# Problem
Pull out every line of the listing that includes the word "Target", and copy each one in full.

# Records for the task
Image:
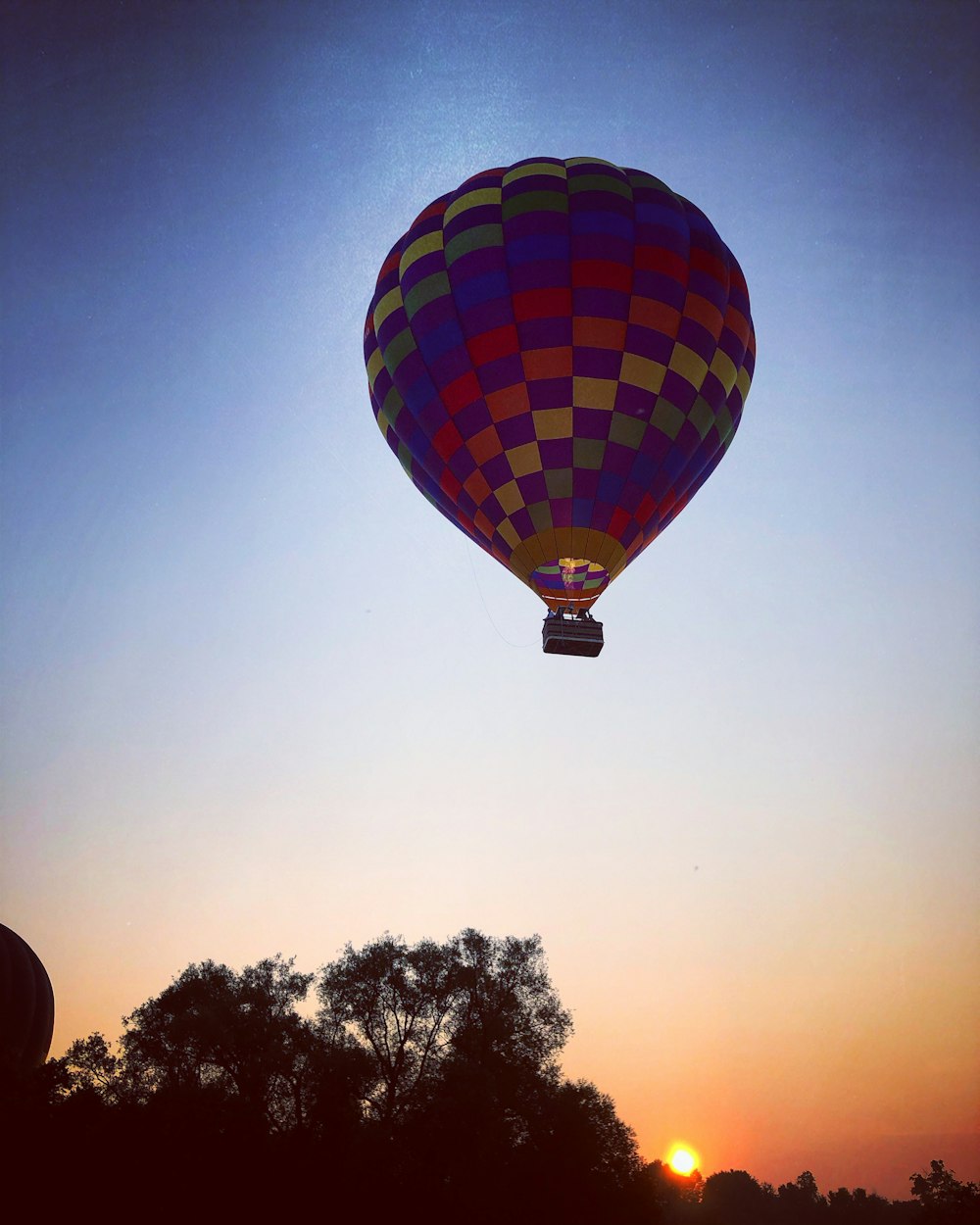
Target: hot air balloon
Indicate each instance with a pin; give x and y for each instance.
---
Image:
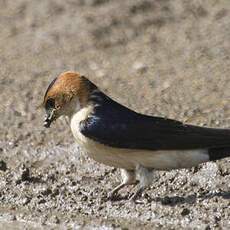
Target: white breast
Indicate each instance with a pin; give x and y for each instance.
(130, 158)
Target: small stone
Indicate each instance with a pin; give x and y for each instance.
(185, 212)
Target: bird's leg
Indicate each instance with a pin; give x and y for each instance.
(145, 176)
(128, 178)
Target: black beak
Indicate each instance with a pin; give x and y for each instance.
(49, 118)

# Exercise answer
Target: hot air balloon
Target: white breast
Target: small stone
Target: bird's leg
Target: black beak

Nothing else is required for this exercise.